■ **AIM**
Pull out every one of the entries below and copy each line word for word, with nothing changed.

* start EXERCISE INPUT *

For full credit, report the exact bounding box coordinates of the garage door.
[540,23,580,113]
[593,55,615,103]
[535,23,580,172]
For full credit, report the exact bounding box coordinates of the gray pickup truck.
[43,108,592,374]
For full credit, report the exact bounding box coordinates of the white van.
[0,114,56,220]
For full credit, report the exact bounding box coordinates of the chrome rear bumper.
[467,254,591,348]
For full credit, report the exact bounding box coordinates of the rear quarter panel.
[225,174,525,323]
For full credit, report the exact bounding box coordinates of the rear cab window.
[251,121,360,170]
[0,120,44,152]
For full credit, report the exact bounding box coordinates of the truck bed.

* end EXERCISE INPUT *

■ **RESULT**
For full credit, report the exact bounding box coordinates of the garage door.
[540,23,580,113]
[593,55,615,103]
[535,23,580,172]
For full credit, report the exact bounding box coordinates of the gray pickup truck.
[43,108,592,374]
For full credit, report the exact bounding box coordinates of the white van.
[0,114,56,220]
For full credit, report the exact bounding box coordinates of the chrome rear bumper.
[467,254,591,348]
For full credit, report the exact bounding box coordinates of the rear quarter panel.
[225,174,525,323]
For full credit, report the exact bounding box coordinates of the rear cab window.
[251,121,360,170]
[0,120,44,152]
For full credit, report the exact bounding box coordinates of the truck bed.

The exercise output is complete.